The answer should contain all of the data, retyped without any alteration.

┌────────

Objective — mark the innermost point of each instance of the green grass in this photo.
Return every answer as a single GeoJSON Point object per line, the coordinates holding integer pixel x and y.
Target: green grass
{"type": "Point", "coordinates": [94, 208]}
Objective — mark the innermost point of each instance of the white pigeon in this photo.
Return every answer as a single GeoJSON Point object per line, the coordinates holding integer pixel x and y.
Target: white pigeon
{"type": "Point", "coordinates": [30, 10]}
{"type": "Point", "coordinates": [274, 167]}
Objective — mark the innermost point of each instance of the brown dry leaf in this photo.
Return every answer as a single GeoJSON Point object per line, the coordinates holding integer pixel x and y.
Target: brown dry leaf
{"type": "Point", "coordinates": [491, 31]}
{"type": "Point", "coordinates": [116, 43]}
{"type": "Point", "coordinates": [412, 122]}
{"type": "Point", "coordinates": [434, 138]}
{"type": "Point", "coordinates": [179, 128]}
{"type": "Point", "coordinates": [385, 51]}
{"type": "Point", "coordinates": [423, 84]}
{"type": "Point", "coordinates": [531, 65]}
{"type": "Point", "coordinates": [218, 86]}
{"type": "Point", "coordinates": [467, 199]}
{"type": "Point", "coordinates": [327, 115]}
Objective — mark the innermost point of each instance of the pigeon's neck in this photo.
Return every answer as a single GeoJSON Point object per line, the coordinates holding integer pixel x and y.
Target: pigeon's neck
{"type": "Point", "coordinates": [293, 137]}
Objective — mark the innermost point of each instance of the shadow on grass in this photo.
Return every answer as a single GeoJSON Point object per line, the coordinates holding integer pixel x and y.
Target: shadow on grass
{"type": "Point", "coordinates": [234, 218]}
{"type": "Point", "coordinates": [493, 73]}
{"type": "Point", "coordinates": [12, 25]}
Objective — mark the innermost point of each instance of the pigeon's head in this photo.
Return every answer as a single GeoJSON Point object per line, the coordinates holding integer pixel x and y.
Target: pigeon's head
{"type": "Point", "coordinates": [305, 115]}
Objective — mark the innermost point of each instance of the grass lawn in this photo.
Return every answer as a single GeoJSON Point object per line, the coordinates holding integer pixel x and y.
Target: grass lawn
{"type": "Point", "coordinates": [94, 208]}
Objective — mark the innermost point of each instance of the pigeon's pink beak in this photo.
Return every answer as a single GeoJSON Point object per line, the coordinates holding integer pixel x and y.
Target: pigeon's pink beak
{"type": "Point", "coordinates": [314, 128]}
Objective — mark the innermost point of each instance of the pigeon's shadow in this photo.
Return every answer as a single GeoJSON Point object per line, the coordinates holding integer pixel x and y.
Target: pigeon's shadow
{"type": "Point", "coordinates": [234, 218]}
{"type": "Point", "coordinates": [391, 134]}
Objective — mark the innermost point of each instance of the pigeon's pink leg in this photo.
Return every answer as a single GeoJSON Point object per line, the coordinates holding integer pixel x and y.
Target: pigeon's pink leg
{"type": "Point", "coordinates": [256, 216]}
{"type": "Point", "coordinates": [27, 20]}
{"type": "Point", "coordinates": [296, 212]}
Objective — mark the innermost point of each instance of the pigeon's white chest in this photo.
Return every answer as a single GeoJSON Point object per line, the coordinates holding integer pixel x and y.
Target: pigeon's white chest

└────────

* _Solution_
Objective — mark the innermost point of each instance of the green grass in this photo.
Return every answer as a single GeoJSON Point object per line, the coordinates holding integer pixel x and y.
Target: green grass
{"type": "Point", "coordinates": [94, 208]}
Objective — mark the innermost point of each instance of the white pigeon in this photo.
Return every answer as a single GeoJSON Point object per line, the coordinates holding integer pixel x and y.
Target: white pigeon
{"type": "Point", "coordinates": [30, 10]}
{"type": "Point", "coordinates": [274, 167]}
Objective — mark the innermost point of each instance of the brown dry leaf in this photo.
Return every answer as a single GeoJSON Point object per line, the coordinates holding integer pixel x and y.
Target: brown dry leaf
{"type": "Point", "coordinates": [491, 31]}
{"type": "Point", "coordinates": [116, 43]}
{"type": "Point", "coordinates": [412, 122]}
{"type": "Point", "coordinates": [434, 138]}
{"type": "Point", "coordinates": [179, 128]}
{"type": "Point", "coordinates": [385, 51]}
{"type": "Point", "coordinates": [423, 84]}
{"type": "Point", "coordinates": [531, 65]}
{"type": "Point", "coordinates": [218, 86]}
{"type": "Point", "coordinates": [467, 199]}
{"type": "Point", "coordinates": [327, 115]}
Objective — mark the innermost point of each instance of the pigeon's neck in this photo.
Return every answer as a single GeoJSON Point object per line, the coordinates holding integer pixel x and y.
Target: pigeon's neck
{"type": "Point", "coordinates": [293, 137]}
Objective — mark the innermost point of each instance of the shadow on grass in this photo.
Return every answer as a single GeoJSON Point object per line, the coordinates holding integer pixel x and y.
Target: shadow on grass
{"type": "Point", "coordinates": [234, 218]}
{"type": "Point", "coordinates": [493, 73]}
{"type": "Point", "coordinates": [12, 25]}
Objective — mark the innermost point of each instance of the pigeon's head in this photo.
Return every answer as a single GeoJSON Point object per line, the coordinates holding integer pixel x and y.
Target: pigeon's head
{"type": "Point", "coordinates": [305, 115]}
Objective — mark the innermost point of each instance of the grass lawn in this photo.
Return every answer as a single GeoJSON Point object per line, the coordinates holding integer pixel x and y.
Target: grass lawn
{"type": "Point", "coordinates": [94, 208]}
Objective — mark the innermost point of each instance of the pigeon's pink beak in this photo.
Return every answer as a single GeoJSON Point object per line, the coordinates holding integer pixel x and y.
Target: pigeon's pink beak
{"type": "Point", "coordinates": [314, 128]}
Objective — mark the innermost point of each instance of the pigeon's shadow in this photo.
Return every answer as a single GeoJSON Point object per line, the coordinates holding integer pixel x and y.
Target: pigeon's shadow
{"type": "Point", "coordinates": [234, 218]}
{"type": "Point", "coordinates": [391, 134]}
Objective — mark the innermost point of each instance of the pigeon's pink leg in this photo.
Return every answer as a single GeoJSON Point object per line, the coordinates holding integer pixel x and y.
Target: pigeon's pink leg
{"type": "Point", "coordinates": [256, 216]}
{"type": "Point", "coordinates": [27, 20]}
{"type": "Point", "coordinates": [296, 212]}
Objective — mark the innermost point of each instance of the pigeon's white chest in this photo.
Return every answer as a single GeoJSON Point object per line, the coordinates holding integer pixel x and y.
Target: pigeon's white chest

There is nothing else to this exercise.